## START Raw data

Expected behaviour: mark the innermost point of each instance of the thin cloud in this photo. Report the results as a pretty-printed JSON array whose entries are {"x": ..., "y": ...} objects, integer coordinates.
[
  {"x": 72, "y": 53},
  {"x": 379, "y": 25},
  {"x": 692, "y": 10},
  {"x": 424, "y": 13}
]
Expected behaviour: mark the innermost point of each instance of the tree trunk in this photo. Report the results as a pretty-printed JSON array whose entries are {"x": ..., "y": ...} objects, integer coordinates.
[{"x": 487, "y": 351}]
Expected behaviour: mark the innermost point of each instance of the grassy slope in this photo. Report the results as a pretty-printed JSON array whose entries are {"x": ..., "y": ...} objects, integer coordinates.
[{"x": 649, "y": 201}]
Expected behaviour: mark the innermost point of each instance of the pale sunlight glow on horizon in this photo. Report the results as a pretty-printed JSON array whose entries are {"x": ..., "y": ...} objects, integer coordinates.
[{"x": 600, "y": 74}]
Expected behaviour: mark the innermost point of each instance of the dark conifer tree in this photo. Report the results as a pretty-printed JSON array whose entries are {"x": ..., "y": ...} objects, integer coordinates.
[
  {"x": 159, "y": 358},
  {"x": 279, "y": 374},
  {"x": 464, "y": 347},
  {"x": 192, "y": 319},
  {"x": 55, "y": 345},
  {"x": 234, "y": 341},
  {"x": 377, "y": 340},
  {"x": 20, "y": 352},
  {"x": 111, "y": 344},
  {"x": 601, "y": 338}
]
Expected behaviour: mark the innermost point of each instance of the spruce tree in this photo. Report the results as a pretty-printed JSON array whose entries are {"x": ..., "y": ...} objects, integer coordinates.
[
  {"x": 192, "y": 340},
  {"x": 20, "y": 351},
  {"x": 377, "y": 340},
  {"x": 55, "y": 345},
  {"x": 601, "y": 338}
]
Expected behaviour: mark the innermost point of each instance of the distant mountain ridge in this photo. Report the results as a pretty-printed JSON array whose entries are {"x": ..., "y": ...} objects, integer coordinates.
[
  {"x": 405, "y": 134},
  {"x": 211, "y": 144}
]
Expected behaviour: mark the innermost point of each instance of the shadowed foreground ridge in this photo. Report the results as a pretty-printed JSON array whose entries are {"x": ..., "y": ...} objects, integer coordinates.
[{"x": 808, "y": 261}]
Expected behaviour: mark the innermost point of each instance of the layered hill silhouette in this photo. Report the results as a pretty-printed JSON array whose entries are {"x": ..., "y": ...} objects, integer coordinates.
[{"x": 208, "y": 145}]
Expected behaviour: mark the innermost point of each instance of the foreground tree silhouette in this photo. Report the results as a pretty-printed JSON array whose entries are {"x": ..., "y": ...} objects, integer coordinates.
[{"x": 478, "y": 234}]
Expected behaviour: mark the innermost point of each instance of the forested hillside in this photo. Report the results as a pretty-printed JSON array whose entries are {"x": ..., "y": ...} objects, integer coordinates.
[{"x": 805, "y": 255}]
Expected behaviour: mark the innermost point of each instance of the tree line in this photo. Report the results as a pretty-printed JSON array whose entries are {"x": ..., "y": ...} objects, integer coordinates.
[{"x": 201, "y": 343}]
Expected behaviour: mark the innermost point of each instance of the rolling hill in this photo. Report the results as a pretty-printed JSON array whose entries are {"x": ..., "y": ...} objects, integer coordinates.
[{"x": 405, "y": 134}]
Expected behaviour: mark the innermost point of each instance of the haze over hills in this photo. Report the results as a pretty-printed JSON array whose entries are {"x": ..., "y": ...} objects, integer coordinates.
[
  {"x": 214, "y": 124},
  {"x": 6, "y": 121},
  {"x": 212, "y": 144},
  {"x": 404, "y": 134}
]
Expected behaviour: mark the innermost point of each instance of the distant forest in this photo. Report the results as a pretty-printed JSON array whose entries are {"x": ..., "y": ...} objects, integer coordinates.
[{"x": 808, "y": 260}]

## END Raw data

Copy the listing above word for word.

» Correct result:
Expected behaviour: mark the innermost point of each instance of the thin cloud in this photo. Report the results as a pretty-printed JSON array whose entries are {"x": ..., "y": ...} objects, integer coordinates.
[
  {"x": 72, "y": 53},
  {"x": 379, "y": 25},
  {"x": 692, "y": 10},
  {"x": 424, "y": 13}
]
Expected behaviour: mark the innermost point of each instance of the tree trunk in this photo. Report the results as a pretty-printed JSON array whose entries are {"x": ..., "y": ...} objects, integer coordinates.
[{"x": 487, "y": 351}]
Expected behaviour: mark the innermost point of each instance of the grassy slope in this photo. Report the results as a pretty-printed JSON array whose entries are {"x": ..., "y": ...} objects, integer coordinates.
[{"x": 649, "y": 201}]
Expected behaviour: mark the innermost point of each instance of the pale sunlight glow on horizon in this photo. Report the results as a pretty-printed JSON array whose entries are {"x": ..., "y": ...} objects, integer coordinates.
[{"x": 600, "y": 74}]
Expected behaviour: mark the innermost point of each instance of the dark conifer tree in this photo. Report the results as a pretty-printed JSON array whose entries are {"x": ..., "y": ...} objects, integer coordinates.
[
  {"x": 159, "y": 358},
  {"x": 279, "y": 374},
  {"x": 464, "y": 347},
  {"x": 192, "y": 319},
  {"x": 55, "y": 345},
  {"x": 234, "y": 341},
  {"x": 377, "y": 340},
  {"x": 20, "y": 352},
  {"x": 111, "y": 344},
  {"x": 601, "y": 338}
]
Expected behaviour: mark the innermost point of each instance of the spruce tree in this photo. Report the results as a pretty-printed JSON array whose entries are {"x": ..., "y": ...} objects, integer coordinates.
[
  {"x": 192, "y": 340},
  {"x": 20, "y": 351},
  {"x": 377, "y": 340},
  {"x": 55, "y": 345},
  {"x": 601, "y": 338}
]
Expected behaviour: mark the innermost point of each instance of the distant mountain ridge in this photo. Report the results as a pretty-printed JSON array whose entries are {"x": ..., "y": ...} objects, integer coordinates.
[
  {"x": 405, "y": 134},
  {"x": 211, "y": 144}
]
Expected behaviour: mark the innermost point of each instance of the shadowed foreground ridge in this photo. Report the results as a pretty-printed JSON array whose entries are {"x": ..., "y": ...} objects, integer coordinates.
[{"x": 808, "y": 261}]
Expected behaviour: mark the innermost point of each instance of the layered hill silhouette in this photo. Report the results as a pretty-printed JSON array whose entries are {"x": ..., "y": ...} objects, integer coordinates.
[{"x": 208, "y": 145}]
Expected behaviour: mark the innermost point of each instance of the foreground tree silhouette in this photo. Report the results as a pretty-printed JSON array whose entries are {"x": ..., "y": ...} objects, integer coordinates.
[{"x": 478, "y": 234}]
Expected behaviour: mark the innermost point of each instance of the forested hillside in this photo. Report the results as a pretty-printed JSON array whose entries are {"x": ..., "y": ...} objects, integer coordinates.
[{"x": 805, "y": 255}]
Expected behaviour: mark the innermost point of each instance of the tree line in this photo. Report the results as a pretty-printed JSON array whose entries are {"x": ..., "y": ...} objects, integer coordinates.
[{"x": 201, "y": 343}]
Expected behaviour: mark the innermost point of each instance of the rolling hill in this photo. Report the results as a pretty-printed JSON array whose entries are {"x": ..., "y": ...} objects, integer coordinates.
[{"x": 405, "y": 134}]
Expected behaviour: mark the innermost point of each instance of the haze over hills in this photo. Report the results as a pretty-printed JSON array whose entries are {"x": ..., "y": ...} objects, integer coordinates.
[
  {"x": 214, "y": 124},
  {"x": 6, "y": 121},
  {"x": 212, "y": 144},
  {"x": 404, "y": 134}
]
Expected behaviour: mark the innermost point of each instance of the distant forest in this photo. Report the results as a pretty-printed JSON array whose entries are {"x": ..., "y": ...} objects, integer coordinates.
[{"x": 808, "y": 260}]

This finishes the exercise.